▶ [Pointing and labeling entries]
== == ==
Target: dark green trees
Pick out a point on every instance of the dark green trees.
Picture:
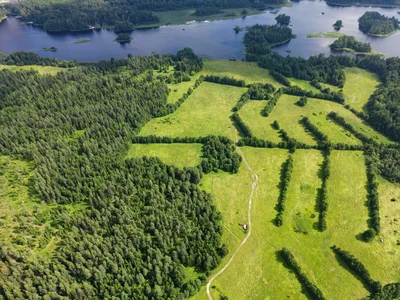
(373, 23)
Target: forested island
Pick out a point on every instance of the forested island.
(77, 15)
(283, 19)
(350, 44)
(375, 24)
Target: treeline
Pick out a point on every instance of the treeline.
(206, 11)
(321, 137)
(142, 222)
(280, 78)
(323, 193)
(260, 38)
(325, 95)
(76, 15)
(283, 19)
(272, 103)
(350, 42)
(225, 80)
(373, 23)
(358, 268)
(286, 175)
(342, 122)
(241, 125)
(311, 288)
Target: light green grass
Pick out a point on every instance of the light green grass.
(250, 72)
(359, 86)
(328, 35)
(205, 112)
(305, 85)
(179, 155)
(288, 115)
(255, 273)
(41, 69)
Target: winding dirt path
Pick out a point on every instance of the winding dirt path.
(253, 187)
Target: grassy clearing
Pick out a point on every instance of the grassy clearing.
(205, 112)
(288, 114)
(359, 86)
(25, 222)
(179, 155)
(256, 272)
(41, 69)
(305, 85)
(327, 35)
(250, 72)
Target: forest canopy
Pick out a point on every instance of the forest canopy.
(373, 23)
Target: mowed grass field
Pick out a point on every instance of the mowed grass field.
(256, 272)
(358, 87)
(288, 114)
(205, 112)
(41, 69)
(179, 155)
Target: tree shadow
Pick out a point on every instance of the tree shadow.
(344, 266)
(279, 258)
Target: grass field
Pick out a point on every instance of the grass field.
(41, 69)
(358, 87)
(179, 155)
(205, 112)
(256, 272)
(288, 114)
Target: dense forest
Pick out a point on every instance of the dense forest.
(77, 15)
(374, 23)
(350, 42)
(143, 221)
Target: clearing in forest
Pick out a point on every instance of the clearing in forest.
(179, 155)
(358, 87)
(205, 112)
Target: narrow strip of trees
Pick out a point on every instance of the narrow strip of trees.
(291, 262)
(358, 268)
(241, 125)
(286, 175)
(342, 122)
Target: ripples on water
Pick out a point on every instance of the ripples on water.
(211, 39)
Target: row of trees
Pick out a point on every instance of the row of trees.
(357, 267)
(350, 42)
(373, 23)
(342, 122)
(78, 15)
(286, 175)
(291, 262)
(323, 196)
(241, 125)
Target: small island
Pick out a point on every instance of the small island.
(375, 24)
(238, 29)
(82, 41)
(338, 24)
(123, 38)
(283, 19)
(327, 35)
(52, 49)
(351, 45)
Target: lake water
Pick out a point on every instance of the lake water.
(211, 39)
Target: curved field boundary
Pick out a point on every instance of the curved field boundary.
(253, 187)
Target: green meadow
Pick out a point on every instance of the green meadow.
(41, 69)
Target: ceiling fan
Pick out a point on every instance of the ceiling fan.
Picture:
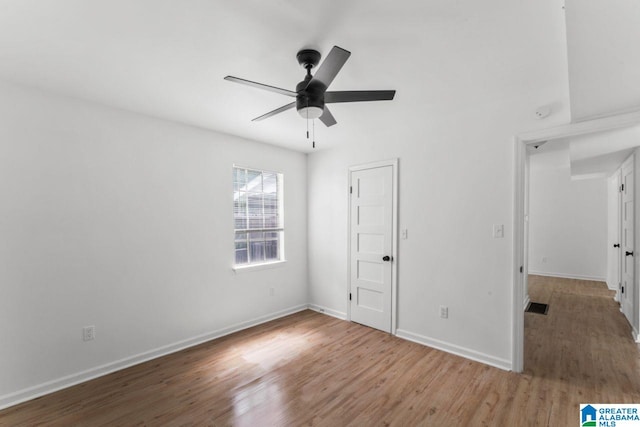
(311, 93)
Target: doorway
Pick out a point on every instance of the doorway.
(373, 245)
(522, 141)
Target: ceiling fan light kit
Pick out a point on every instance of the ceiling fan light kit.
(311, 93)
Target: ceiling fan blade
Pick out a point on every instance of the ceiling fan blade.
(330, 66)
(327, 118)
(260, 86)
(274, 112)
(358, 96)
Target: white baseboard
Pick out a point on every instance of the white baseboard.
(455, 349)
(33, 392)
(324, 310)
(568, 276)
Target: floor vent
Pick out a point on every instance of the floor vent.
(537, 307)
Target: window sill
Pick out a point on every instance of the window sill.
(256, 267)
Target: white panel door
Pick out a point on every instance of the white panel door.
(371, 246)
(627, 243)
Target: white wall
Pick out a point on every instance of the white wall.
(455, 180)
(636, 292)
(124, 222)
(602, 39)
(567, 222)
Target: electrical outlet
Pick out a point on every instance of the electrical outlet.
(444, 312)
(88, 333)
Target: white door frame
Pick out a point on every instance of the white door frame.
(394, 237)
(520, 193)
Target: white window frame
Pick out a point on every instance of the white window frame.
(249, 265)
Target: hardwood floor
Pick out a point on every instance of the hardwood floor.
(311, 369)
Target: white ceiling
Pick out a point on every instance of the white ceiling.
(168, 58)
(603, 56)
(594, 155)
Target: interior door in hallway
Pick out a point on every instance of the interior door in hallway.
(627, 243)
(371, 257)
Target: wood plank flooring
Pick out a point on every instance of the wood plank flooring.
(311, 369)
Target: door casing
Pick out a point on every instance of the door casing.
(394, 239)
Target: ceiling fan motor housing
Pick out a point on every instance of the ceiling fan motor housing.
(310, 98)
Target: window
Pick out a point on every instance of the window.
(257, 208)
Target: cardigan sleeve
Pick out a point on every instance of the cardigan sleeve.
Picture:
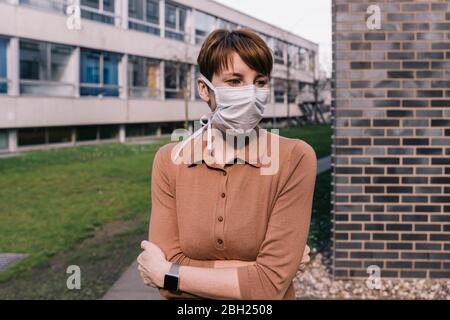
(282, 248)
(163, 230)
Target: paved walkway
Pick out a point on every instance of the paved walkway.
(130, 285)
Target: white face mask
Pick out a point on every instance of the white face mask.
(238, 110)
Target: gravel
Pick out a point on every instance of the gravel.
(316, 282)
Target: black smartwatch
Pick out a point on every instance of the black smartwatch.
(171, 278)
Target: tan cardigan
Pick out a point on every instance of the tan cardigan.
(204, 212)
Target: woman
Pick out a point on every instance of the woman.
(221, 229)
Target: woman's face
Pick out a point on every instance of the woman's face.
(238, 74)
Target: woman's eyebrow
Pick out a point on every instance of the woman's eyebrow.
(236, 74)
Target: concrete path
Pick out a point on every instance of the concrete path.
(130, 285)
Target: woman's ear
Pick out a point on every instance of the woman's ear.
(205, 94)
(203, 91)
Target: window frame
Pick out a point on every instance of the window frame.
(101, 85)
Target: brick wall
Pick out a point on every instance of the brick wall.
(391, 153)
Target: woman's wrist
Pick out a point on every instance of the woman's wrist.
(165, 268)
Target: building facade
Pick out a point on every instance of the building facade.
(391, 153)
(125, 70)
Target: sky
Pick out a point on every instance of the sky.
(306, 18)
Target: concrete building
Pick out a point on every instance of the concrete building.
(120, 74)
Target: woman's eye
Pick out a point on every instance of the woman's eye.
(261, 83)
(233, 81)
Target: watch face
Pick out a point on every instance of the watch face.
(171, 282)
== == ==
▶ [REQUIREMENT] Return the lines from the line containing "Target: white face mask" to the end of the entries above, exactly as they appear and with no other output.

▶ [SOLUTION TO THE EXERCISE]
Target: white face mask
Pick out a point on every instance of the white face mask.
(238, 110)
Target: gravel
Pick out a point on every instance of the gravel.
(316, 282)
Target: black smartwatch
Pick out a point on every instance of the black smartwatch.
(171, 278)
Target: tan cardigan
Pick out a point on every instance of the tan cardigan.
(204, 212)
Target: woman
Pick out a point on every instance of the woman.
(221, 229)
Target: woman's face
Pick out a point on every instance of the woman's face.
(238, 74)
Target: woman's eyebrow
Pick out a point on every instance of the woman's eyebrow.
(236, 74)
Target: concrete path
Pick out a point on every instance of the concrete path.
(130, 285)
Target: woman's ear
Pick out a point on every instance of the woman's ear.
(205, 94)
(203, 91)
Target: window frame
Pick out a point on every instance of the window frame.
(101, 85)
Target: brick wall
Pick out a point on every instance of the brick wall.
(391, 153)
Target: woman's wrist
Pick out a point on every instance of the woman's wrist.
(165, 268)
Target: building facade
Pick out a point on every instance of the building facade.
(391, 153)
(125, 70)
Target: sky
Pick out a point on every instance of the sky.
(306, 18)
Target: concrete building
Pick out a point on every instance of the concrete building.
(120, 74)
Target: woman's eye
Pick out a point on every instance of the woman's eye.
(261, 83)
(233, 81)
Target: watch face
Pick out a point on every instance of the watch face.
(171, 282)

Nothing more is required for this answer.